Short task → Locate each line in the rows below that contains the string "ridgeline", and copy those lines out. Matches must have the same case.
-- START OF Data section --
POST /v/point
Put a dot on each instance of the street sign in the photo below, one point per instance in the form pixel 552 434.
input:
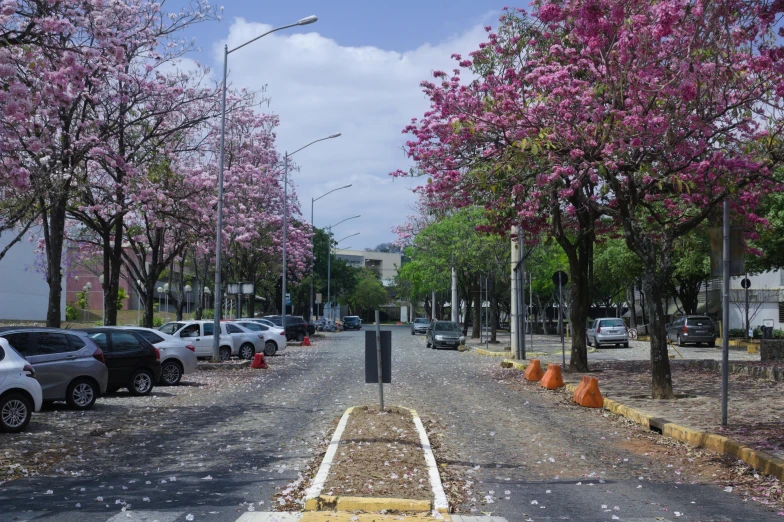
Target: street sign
pixel 560 278
pixel 371 360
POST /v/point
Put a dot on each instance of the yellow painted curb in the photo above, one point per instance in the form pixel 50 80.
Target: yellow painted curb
pixel 490 353
pixel 759 460
pixel 327 516
pixel 511 363
pixel 334 503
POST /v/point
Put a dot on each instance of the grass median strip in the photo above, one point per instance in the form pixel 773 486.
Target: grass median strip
pixel 379 455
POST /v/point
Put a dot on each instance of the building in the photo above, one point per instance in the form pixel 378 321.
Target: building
pixel 24 294
pixel 385 264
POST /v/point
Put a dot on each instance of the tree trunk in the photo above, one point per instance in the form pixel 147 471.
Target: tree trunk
pixel 494 312
pixel 632 309
pixel 661 379
pixel 54 238
pixel 476 330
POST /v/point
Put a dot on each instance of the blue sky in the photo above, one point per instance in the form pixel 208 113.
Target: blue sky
pixel 356 71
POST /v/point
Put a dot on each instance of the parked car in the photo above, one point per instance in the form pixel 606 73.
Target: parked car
pixel 178 357
pixel 271 336
pixel 68 365
pixel 419 325
pixel 352 322
pixel 20 392
pixel 695 329
pixel 296 327
pixel 247 341
pixel 200 335
pixel 608 330
pixel 444 334
pixel 133 362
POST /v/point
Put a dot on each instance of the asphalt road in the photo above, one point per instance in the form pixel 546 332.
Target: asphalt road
pixel 527 454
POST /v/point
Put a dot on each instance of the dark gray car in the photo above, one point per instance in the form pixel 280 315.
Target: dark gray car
pixel 444 334
pixel 695 329
pixel 68 364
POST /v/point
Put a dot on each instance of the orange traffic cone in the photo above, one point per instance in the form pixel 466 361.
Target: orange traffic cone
pixel 590 396
pixel 534 371
pixel 259 362
pixel 552 377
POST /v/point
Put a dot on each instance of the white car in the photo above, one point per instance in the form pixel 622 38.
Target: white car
pixel 200 335
pixel 247 341
pixel 20 392
pixel 178 356
pixel 274 338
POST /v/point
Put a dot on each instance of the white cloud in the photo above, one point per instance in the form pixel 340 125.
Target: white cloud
pixel 318 88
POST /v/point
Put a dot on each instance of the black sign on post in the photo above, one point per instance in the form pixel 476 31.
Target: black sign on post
pixel 371 364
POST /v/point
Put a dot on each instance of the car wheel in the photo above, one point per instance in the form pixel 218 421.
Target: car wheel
pixel 270 348
pixel 171 373
pixel 140 383
pixel 15 413
pixel 81 394
pixel 247 351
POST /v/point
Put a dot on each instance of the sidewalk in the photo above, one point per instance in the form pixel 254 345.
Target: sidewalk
pixel 755 411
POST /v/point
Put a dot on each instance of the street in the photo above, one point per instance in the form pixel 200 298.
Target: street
pixel 225 443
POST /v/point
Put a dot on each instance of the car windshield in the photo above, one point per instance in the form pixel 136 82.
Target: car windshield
pixel 447 327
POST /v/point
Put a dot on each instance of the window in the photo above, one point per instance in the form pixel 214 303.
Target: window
pixel 190 331
pixel 253 327
pixel 99 338
pixel 51 343
pixel 152 337
pixel 77 343
pixel 124 342
pixel 170 328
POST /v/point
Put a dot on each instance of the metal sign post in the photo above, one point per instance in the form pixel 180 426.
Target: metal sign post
pixel 378 362
pixel 560 279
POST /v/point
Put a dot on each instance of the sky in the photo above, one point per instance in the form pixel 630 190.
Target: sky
pixel 357 72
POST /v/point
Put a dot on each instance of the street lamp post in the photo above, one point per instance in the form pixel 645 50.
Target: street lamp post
pixel 285 220
pixel 312 243
pixel 226 52
pixel 329 260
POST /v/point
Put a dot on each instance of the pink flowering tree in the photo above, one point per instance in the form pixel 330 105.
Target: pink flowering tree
pixel 665 109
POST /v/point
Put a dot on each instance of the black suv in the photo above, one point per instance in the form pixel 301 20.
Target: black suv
pixel 352 322
pixel 133 362
pixel 296 327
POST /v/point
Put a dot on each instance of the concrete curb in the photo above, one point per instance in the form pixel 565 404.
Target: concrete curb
pixel 313 492
pixel 315 501
pixel 511 363
pixel 759 460
pixel 490 353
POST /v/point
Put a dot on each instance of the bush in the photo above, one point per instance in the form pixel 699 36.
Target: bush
pixel 71 312
pixel 736 333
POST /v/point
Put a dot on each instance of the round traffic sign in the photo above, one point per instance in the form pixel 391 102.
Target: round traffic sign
pixel 560 278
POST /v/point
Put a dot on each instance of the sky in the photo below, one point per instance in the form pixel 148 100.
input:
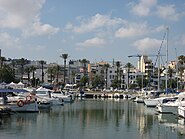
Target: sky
pixel 96 30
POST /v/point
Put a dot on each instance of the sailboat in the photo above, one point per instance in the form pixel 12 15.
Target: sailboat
pixel 153 102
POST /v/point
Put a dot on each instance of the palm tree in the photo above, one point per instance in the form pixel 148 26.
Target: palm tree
pixel 170 73
pixel 106 72
pixel 32 69
pixel 50 71
pixel 28 70
pixel 2 59
pixel 56 70
pixel 84 62
pixel 22 62
pixel 118 66
pixel 181 67
pixel 64 56
pixel 42 62
pixel 128 66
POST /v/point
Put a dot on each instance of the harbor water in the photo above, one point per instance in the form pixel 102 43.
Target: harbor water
pixel 93 118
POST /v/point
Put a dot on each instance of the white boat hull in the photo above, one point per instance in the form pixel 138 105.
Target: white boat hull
pixel 31 107
pixel 163 108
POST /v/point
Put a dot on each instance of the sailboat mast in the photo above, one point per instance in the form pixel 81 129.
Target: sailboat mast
pixel 166 83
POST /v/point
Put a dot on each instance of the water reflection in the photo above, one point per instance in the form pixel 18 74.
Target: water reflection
pixel 86 119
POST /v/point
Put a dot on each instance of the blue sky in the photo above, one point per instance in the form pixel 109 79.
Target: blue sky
pixel 92 29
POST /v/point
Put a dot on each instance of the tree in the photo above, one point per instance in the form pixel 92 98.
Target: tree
pixel 42 62
pixel 84 80
pixel 98 81
pixel 6 74
pixel 118 73
pixel 33 69
pixel 128 66
pixel 2 59
pixel 64 56
pixel 50 71
pixel 170 73
pixel 28 70
pixel 22 62
pixel 84 62
pixel 106 66
pixel 181 67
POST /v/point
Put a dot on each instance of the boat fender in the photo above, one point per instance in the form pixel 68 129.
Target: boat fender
pixel 20 103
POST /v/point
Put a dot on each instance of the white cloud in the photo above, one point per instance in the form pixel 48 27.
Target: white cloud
pixel 24 15
pixel 147 44
pixel 93 23
pixel 92 42
pixel 9 42
pixel 143 7
pixel 132 29
pixel 168 12
pixel 40 29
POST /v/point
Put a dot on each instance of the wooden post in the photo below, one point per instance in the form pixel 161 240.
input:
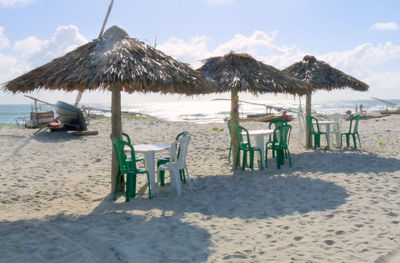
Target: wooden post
pixel 308 113
pixel 116 132
pixel 234 123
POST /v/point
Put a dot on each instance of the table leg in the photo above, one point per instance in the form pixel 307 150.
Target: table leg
pixel 328 131
pixel 260 144
pixel 337 134
pixel 150 166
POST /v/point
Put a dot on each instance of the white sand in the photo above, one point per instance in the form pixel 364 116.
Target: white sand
pixel 331 206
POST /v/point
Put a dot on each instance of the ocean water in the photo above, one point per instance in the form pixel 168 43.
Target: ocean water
pixel 199 111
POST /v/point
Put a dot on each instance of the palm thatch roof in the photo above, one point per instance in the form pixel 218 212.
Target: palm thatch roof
pixel 243 72
pixel 114 58
pixel 320 75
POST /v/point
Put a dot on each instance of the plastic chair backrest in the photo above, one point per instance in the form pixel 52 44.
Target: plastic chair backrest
pixel 229 126
pixel 184 133
pixel 276 123
pixel 310 124
pixel 356 120
pixel 242 142
pixel 126 137
pixel 119 147
pixel 282 135
pixel 178 151
pixel 338 118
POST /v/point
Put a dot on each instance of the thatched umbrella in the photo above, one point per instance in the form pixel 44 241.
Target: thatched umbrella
pixel 242 73
pixel 117 63
pixel 318 75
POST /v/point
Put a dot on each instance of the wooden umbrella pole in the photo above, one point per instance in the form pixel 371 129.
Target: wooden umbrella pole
pixel 308 113
pixel 116 132
pixel 106 18
pixel 234 123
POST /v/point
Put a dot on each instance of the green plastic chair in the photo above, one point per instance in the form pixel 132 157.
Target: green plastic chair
pixel 280 144
pixel 230 136
pixel 246 147
pixel 316 132
pixel 164 160
pixel 128 167
pixel 128 140
pixel 353 131
pixel 272 126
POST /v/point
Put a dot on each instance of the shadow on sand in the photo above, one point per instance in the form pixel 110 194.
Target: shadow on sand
pixel 247 195
pixel 109 237
pixel 348 162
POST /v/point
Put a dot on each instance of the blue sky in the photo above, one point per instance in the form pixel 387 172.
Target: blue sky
pixel 359 37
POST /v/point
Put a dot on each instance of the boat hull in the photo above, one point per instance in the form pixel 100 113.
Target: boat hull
pixel 70 116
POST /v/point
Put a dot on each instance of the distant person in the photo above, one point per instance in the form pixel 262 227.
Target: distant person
pixel 361 108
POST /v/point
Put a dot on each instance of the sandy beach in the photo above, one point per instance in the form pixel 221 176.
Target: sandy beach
pixel 331 206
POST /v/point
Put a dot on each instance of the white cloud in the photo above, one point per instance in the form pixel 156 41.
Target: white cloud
pixel 377 65
pixel 6 3
pixel 4 42
pixel 32 52
pixel 38 51
pixel 219 2
pixel 196 49
pixel 391 26
pixel 191 52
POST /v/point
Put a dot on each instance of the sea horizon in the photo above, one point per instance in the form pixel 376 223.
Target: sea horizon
pixel 201 111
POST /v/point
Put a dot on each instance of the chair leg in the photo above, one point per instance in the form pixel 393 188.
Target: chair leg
pixel 309 140
pixel 261 161
pixel 327 141
pixel 133 186
pixel 189 180
pixel 289 158
pixel 278 158
pixel 251 153
pixel 158 187
pixel 148 183
pixel 182 175
pixel 237 159
pixel 116 185
pixel 341 141
pixel 128 187
pixel 230 152
pixel 178 185
pixel 162 178
pixel 354 141
pixel 244 161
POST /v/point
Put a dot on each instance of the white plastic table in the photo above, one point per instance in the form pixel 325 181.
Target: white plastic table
pixel 149 151
pixel 327 125
pixel 259 136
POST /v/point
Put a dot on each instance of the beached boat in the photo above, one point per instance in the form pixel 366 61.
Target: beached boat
pixel 266 117
pixel 70 116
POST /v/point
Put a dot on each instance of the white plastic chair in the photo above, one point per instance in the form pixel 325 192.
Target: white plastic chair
pixel 177 163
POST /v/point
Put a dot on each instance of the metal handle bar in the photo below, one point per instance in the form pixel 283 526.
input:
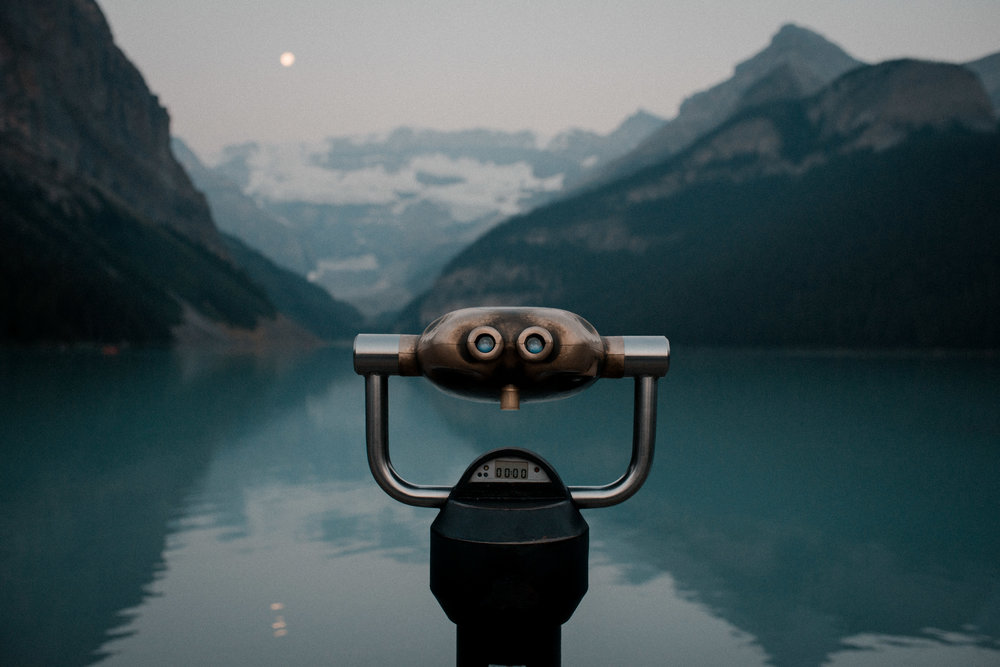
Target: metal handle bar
pixel 376 356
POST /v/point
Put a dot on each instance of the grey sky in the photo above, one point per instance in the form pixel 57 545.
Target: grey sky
pixel 367 66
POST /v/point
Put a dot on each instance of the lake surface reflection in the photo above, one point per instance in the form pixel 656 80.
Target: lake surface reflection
pixel 163 509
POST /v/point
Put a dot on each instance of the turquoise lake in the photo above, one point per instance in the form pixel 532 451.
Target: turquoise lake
pixel 160 508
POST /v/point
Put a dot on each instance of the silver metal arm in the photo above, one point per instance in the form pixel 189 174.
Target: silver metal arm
pixel 377 435
pixel 643 442
pixel 377 356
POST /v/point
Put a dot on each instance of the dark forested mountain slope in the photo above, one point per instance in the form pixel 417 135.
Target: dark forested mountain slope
pixel 864 216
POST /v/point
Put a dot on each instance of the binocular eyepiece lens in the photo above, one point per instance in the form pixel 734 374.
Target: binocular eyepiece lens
pixel 485 343
pixel 534 344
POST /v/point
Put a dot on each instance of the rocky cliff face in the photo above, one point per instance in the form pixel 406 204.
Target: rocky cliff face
pixel 862 216
pixel 797 62
pixel 103 238
pixel 874 107
pixel 72 101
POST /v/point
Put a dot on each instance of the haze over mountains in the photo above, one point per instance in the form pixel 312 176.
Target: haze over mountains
pixel 864 215
pixel 373 219
pixel 808 200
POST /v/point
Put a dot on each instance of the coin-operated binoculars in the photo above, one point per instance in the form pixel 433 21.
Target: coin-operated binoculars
pixel 509 546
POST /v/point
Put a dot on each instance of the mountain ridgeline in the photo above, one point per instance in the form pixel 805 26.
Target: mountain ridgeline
pixel 103 238
pixel 862 215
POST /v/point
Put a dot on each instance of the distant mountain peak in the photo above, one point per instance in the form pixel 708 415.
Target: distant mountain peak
pixel 793 44
pixel 797 62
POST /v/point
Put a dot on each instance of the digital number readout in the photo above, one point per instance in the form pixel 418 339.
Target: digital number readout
pixel 510 469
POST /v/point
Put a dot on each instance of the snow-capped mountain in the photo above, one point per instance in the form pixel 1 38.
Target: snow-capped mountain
pixel 375 218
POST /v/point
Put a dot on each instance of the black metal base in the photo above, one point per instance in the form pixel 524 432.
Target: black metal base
pixel 480 646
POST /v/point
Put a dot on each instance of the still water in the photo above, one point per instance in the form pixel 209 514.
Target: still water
pixel 167 509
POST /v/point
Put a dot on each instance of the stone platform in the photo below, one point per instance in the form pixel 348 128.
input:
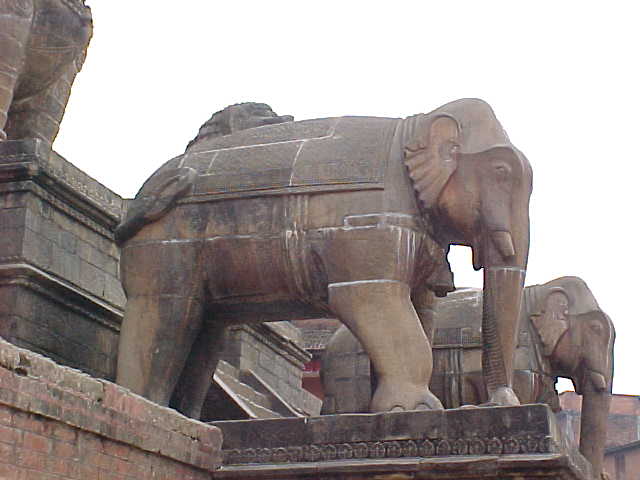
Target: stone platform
pixel 501 442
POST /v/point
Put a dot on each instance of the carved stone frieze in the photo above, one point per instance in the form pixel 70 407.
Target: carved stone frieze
pixel 420 447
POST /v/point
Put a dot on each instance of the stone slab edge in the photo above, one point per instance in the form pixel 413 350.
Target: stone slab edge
pixel 36 384
pixel 556 466
pixel 32 159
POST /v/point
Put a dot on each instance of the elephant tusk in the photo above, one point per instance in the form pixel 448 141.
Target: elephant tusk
pixel 504 243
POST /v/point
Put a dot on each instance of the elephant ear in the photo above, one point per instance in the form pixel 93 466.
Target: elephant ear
pixel 431 157
pixel 551 323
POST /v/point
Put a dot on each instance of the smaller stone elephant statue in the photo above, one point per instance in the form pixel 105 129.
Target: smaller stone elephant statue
pixel 563 333
pixel 43 44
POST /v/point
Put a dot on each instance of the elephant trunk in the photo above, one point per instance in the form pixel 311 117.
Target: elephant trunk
pixel 593 425
pixel 504 258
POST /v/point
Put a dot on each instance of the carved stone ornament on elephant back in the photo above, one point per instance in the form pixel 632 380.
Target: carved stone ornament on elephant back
pixel 350 217
pixel 43 44
pixel 563 333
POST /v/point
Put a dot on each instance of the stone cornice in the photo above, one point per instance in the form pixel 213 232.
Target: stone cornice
pixel 63 293
pixel 31 160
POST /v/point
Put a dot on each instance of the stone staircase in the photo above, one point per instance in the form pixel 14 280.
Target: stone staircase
pixel 254 399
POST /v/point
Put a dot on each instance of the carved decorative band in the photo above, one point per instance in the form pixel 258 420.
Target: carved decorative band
pixel 525 444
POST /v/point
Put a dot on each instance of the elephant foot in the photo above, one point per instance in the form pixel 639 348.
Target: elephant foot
pixel 502 397
pixel 397 398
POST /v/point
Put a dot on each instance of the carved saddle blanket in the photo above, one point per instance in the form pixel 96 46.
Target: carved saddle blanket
pixel 345 153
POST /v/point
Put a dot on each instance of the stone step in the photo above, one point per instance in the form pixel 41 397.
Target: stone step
pixel 257 402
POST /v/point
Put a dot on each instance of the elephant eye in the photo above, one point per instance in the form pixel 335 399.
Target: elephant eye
pixel 597 328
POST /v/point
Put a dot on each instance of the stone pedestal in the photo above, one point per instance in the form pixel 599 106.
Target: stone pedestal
pixel 501 442
pixel 59 289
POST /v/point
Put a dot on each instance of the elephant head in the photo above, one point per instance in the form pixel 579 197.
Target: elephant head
pixel 577 338
pixel 474 187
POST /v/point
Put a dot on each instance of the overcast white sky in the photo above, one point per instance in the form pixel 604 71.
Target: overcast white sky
pixel 562 77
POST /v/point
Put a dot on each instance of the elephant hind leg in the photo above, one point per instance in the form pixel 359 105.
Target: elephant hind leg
pixel 155 339
pixel 380 314
pixel 163 316
pixel 197 375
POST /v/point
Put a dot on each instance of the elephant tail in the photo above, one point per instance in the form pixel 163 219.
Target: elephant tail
pixel 159 195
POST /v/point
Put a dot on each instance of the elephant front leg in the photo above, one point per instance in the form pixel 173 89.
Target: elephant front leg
pixel 15 24
pixel 380 314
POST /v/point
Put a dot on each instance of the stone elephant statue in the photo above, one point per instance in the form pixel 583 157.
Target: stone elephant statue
pixel 350 217
pixel 43 44
pixel 563 333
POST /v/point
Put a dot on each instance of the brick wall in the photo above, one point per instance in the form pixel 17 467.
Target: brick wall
pixel 58 423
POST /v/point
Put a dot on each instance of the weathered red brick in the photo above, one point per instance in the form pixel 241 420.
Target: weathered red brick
pixel 39 443
pixel 28 421
pixel 35 475
pixel 7 453
pixel 100 460
pixel 6 415
pixel 9 472
pixel 64 432
pixel 31 459
pixel 64 449
pixel 116 449
pixel 58 466
pixel 9 434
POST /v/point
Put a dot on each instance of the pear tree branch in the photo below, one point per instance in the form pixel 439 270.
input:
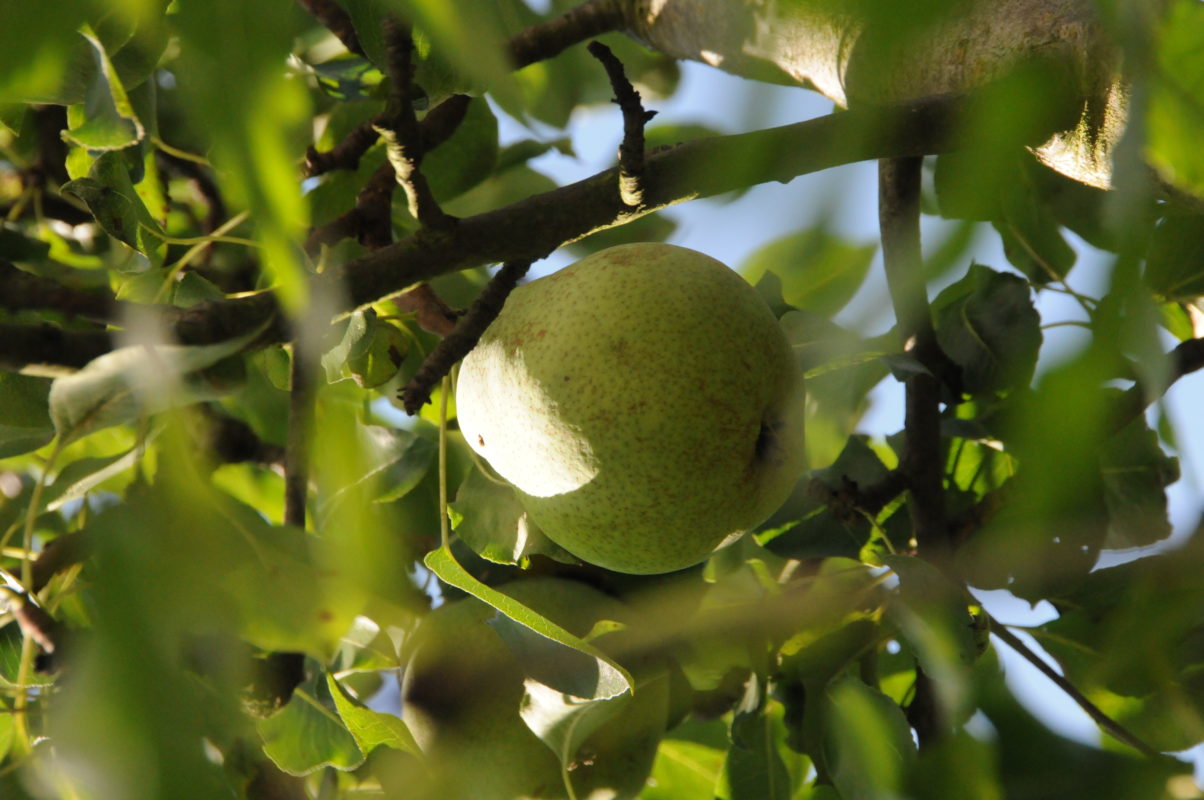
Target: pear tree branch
pixel 631 151
pixel 464 337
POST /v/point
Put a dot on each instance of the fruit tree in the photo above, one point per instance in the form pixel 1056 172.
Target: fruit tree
pixel 348 454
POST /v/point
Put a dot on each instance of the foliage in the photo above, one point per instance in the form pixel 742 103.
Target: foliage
pixel 173 628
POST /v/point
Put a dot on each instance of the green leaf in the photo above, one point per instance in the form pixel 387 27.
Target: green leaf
pixel 24 405
pixel 489 517
pixel 754 769
pixel 130 382
pixel 612 680
pixel 1176 99
pixel 1135 475
pixel 1174 263
pixel 819 270
pixel 987 324
pixel 370 728
pixel 867 740
pixel 466 158
pixel 308 734
pixel 562 721
pixel 107 121
pixel 114 203
pixel 931 615
pixel 16 246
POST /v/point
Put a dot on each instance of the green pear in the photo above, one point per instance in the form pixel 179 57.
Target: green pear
pixel 644 404
pixel 462 692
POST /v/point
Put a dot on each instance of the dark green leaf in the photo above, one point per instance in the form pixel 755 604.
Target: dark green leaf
pixel 987 325
pixel 819 271
pixel 308 734
pixel 1174 263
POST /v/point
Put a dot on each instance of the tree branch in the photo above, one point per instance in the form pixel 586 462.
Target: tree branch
pixel 530 229
pixel 921 464
pixel 460 341
pixel 552 37
pixel 402 135
pixel 1107 723
pixel 22 290
pixel 631 151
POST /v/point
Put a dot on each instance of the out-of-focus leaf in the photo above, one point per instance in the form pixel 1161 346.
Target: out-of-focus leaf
-- END OF Data section --
Complete output →
Put a dot on each instance of the mountain ridgeline in the photo above, one point per instance in the form pixel 805 26.
Target: mountain ridgeline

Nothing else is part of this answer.